▶ [Extrait du texte]:
- - - - - - -

Comme l’article précédent a été beaucoup trop long*, à l’image de la deuxième journée de la rando qu’il a voulu décrire, sur celui-ci on a essayé d’être plus concis. On ne va pas trop s’étaler sur Karakol et Pristan maintenant, mais on en reparlera un peu plus tard, notamment dans un article consacré à un nouveau passage sur Bichkek, et qui mélangera pas mal de choses.

Après ces deux jours et demi passés dans la montagne, nous regagnons Karakol, si ce n’est à bout de souffle, avec l’envie de souffler. Nous sommes accompagnés de Guilhem et Caroline, avec lesquels nous avons fait la dernière étape. Eux, bien organisés, avaient réservé dans le même logement qu’avant la folle expédition. De notre côté, l’auberge où nous avions passé deux nuits avant notre départ était relativement sommaire et nous nous étions dit qu’après cette petite escapade dans des conditions précaires, nous nous autoriserions à ne pas trop regarder le budget couchage pour une nuit. Si l’auberge était vraiment peu chère, qu’est ce qu’elle était pourrie. Après tant d’efforts, il fallait quand même que nous puissions prendre une bonne douche. Nous nous étions dit aussi qu’une bonne nuit nous donnerait de bonnes idées pour la suite. Nous avions vu que la ville accueillait quelques nouveaux établissements flambant neufs, lesquels cassaient les prix pour se lancer. Nous nous séparons donc dans le centre, en se disant que peut-être ce soir nous serions dans les quelques cantines le long de Toktogula.

- - - - - - -

▶ [Consigne 1]: Relevez toutes les lignes des données ci-dessous qui contiennent la chaîne « tree », en les recopiant sans modification.

▶ [Données fournies]:
- - - - - - -

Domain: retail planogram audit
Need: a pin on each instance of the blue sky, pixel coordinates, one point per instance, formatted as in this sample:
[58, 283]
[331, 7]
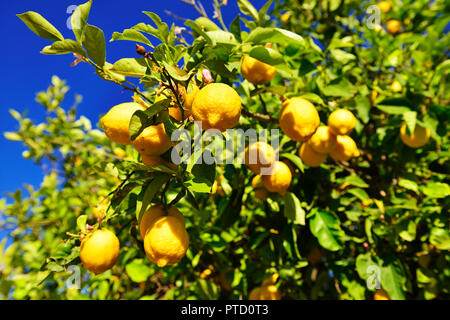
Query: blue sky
[25, 71]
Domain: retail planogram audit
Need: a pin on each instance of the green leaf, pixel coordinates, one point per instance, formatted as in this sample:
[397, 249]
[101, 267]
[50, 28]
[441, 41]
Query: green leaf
[176, 73]
[363, 108]
[64, 47]
[263, 11]
[407, 230]
[440, 238]
[222, 37]
[408, 184]
[293, 210]
[267, 55]
[359, 193]
[354, 180]
[203, 180]
[130, 67]
[81, 223]
[294, 159]
[248, 9]
[79, 19]
[54, 267]
[325, 226]
[138, 271]
[40, 26]
[410, 118]
[197, 29]
[152, 188]
[131, 35]
[392, 278]
[436, 190]
[275, 35]
[142, 119]
[339, 87]
[235, 28]
[94, 43]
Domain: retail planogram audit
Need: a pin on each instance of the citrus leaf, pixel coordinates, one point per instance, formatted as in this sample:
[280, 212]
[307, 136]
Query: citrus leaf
[79, 19]
[325, 226]
[94, 43]
[293, 210]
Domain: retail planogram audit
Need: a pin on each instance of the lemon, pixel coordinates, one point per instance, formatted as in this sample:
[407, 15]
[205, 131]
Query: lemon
[323, 140]
[255, 71]
[99, 250]
[271, 280]
[341, 122]
[419, 138]
[152, 141]
[310, 157]
[217, 106]
[116, 122]
[269, 292]
[258, 186]
[345, 149]
[259, 155]
[396, 86]
[380, 294]
[166, 241]
[279, 179]
[155, 212]
[385, 6]
[299, 119]
[394, 26]
[100, 209]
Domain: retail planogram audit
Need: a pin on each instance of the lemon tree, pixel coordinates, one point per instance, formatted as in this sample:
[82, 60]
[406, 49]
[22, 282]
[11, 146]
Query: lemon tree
[356, 202]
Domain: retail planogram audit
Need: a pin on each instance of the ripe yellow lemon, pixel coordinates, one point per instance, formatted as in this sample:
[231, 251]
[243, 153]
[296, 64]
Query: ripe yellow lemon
[166, 241]
[299, 119]
[217, 106]
[380, 294]
[323, 140]
[269, 292]
[153, 141]
[255, 71]
[345, 149]
[155, 212]
[310, 157]
[258, 186]
[99, 250]
[156, 161]
[385, 6]
[419, 138]
[259, 155]
[393, 26]
[116, 122]
[100, 209]
[396, 86]
[280, 178]
[341, 122]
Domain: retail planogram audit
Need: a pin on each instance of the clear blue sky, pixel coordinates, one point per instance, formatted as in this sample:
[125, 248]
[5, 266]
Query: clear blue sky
[25, 71]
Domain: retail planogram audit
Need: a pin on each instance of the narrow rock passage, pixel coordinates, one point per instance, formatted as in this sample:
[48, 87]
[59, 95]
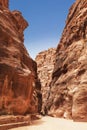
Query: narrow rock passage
[49, 123]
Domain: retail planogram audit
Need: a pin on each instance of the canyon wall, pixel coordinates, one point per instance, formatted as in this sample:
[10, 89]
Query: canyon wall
[19, 87]
[45, 66]
[4, 3]
[68, 92]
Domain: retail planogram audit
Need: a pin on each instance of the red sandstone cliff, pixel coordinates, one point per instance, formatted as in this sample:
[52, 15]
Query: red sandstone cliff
[18, 72]
[45, 66]
[68, 93]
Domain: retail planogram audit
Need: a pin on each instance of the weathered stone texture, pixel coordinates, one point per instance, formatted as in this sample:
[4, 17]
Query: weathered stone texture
[4, 3]
[68, 93]
[18, 72]
[45, 66]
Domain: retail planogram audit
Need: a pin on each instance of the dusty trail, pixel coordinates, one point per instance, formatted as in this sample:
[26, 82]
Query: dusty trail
[49, 123]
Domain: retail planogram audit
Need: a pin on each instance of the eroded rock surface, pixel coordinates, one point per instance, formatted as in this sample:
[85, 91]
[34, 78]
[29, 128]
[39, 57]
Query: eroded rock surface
[45, 66]
[68, 93]
[18, 72]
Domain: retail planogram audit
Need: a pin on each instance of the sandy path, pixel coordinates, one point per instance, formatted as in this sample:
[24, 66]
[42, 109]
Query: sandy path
[49, 123]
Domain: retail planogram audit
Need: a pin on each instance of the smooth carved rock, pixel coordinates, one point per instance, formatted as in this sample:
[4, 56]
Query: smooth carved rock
[18, 72]
[45, 66]
[68, 93]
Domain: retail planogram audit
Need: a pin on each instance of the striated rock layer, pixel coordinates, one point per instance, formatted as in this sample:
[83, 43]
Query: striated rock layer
[45, 66]
[68, 93]
[18, 72]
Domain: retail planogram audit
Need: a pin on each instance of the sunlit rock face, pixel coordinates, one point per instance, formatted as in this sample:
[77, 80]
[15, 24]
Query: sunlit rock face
[45, 66]
[4, 3]
[68, 93]
[18, 72]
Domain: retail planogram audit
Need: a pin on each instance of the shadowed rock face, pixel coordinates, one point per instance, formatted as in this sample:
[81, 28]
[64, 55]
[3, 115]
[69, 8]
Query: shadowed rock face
[18, 72]
[45, 66]
[68, 93]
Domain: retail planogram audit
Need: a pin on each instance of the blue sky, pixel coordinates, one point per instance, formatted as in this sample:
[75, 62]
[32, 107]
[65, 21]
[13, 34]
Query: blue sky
[46, 20]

- - - - - - -

▶ [Consigne 2]:
Répondez brièvement aux questions suivantes à partir de l'extrait ci-dessus.
(a) Avec qui les narrateurs regagnent-ils Karakol ?
(b) Combien de temps ont-ils passé dans la montagne ?
(c) Combien de nuits avaient-ils passées dans l'auberge avant leur départ ?

▶ [Réponse complète 1]:
Need: a pin on each instance of the lemon tree, pixel coordinates, one point per instance, formatted as in this sample:
Query: lemon tree

▶ [Réponse complète 2]:
(a) Avec Guilhem et Caroline.
(b) Deux jours et demi.
(c) Deux nuits.